:: LISTING ::

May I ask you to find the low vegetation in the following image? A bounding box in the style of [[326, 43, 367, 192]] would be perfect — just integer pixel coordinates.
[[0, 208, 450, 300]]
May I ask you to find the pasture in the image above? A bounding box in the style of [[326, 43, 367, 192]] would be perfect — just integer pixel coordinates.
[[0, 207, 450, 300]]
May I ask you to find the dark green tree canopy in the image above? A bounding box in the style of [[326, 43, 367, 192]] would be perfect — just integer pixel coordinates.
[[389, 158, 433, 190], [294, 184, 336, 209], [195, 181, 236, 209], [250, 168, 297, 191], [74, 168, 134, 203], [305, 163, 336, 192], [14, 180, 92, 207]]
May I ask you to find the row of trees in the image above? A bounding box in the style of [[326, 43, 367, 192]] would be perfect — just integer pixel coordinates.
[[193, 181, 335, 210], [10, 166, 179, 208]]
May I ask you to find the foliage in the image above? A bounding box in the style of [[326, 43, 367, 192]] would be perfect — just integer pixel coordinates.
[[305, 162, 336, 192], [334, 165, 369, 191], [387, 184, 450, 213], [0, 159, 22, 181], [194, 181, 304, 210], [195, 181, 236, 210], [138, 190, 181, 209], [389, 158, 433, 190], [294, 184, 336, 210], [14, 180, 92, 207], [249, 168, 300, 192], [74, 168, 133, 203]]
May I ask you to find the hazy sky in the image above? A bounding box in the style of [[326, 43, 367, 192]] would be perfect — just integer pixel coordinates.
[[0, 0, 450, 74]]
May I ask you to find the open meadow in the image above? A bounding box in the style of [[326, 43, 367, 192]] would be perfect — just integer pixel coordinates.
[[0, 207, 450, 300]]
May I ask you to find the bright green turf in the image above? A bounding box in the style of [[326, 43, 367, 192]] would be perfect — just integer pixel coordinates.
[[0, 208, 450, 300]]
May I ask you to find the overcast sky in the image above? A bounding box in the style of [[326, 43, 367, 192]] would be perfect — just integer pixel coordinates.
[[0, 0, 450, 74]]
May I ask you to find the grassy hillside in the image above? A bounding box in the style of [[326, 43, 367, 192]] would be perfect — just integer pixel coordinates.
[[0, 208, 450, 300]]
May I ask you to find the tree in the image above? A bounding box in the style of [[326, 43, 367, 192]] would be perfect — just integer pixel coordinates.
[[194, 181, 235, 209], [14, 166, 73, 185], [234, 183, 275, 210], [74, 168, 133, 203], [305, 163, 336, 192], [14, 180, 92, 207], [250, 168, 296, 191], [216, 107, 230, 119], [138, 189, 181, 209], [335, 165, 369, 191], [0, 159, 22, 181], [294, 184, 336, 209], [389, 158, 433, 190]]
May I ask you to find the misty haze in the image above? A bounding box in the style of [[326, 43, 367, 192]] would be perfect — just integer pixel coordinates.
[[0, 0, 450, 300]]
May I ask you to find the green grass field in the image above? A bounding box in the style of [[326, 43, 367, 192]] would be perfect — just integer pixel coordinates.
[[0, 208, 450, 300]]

:::

= PROBLEM DETAILS =
Please copy out the lines of the records word for word, from the line containing "May I ask you to find the foliage" through the line containing "168, 133, 203]]", including both of those lines.

= OUTPUT FOR THIS EXERCISE =
May I ask you to find the foliage in the image above? A bounding box in the style of [[326, 43, 367, 192]] would be perfect — just integer pixel coordinates.
[[305, 162, 336, 192], [334, 165, 369, 191], [387, 184, 450, 213], [0, 159, 22, 181], [194, 181, 304, 210], [195, 181, 236, 210], [138, 190, 181, 209], [389, 158, 433, 190], [294, 184, 336, 210], [14, 180, 92, 207], [249, 168, 300, 192], [74, 168, 133, 203]]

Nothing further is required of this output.